DATASET RECORDS:
§
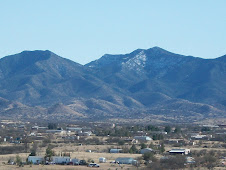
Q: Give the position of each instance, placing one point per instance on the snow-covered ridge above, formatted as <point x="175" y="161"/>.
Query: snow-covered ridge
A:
<point x="136" y="63"/>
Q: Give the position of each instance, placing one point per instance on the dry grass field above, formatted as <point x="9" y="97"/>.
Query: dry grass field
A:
<point x="75" y="152"/>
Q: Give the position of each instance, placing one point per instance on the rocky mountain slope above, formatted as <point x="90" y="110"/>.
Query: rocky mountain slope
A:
<point x="138" y="84"/>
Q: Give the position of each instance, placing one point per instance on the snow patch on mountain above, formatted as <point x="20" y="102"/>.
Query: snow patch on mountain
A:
<point x="136" y="63"/>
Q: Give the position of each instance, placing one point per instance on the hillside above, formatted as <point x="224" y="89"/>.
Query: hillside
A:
<point x="142" y="84"/>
§
PROBLEM TO WORK ON:
Could you output everything from the line containing "on the hillside" down to the final line above, reproducing each line without any change?

RESULT OF THIS TASK:
Q: Give the position of each instance, placing one point per instance on the hillside above, formatted as <point x="224" y="89"/>.
Query: hillside
A:
<point x="142" y="84"/>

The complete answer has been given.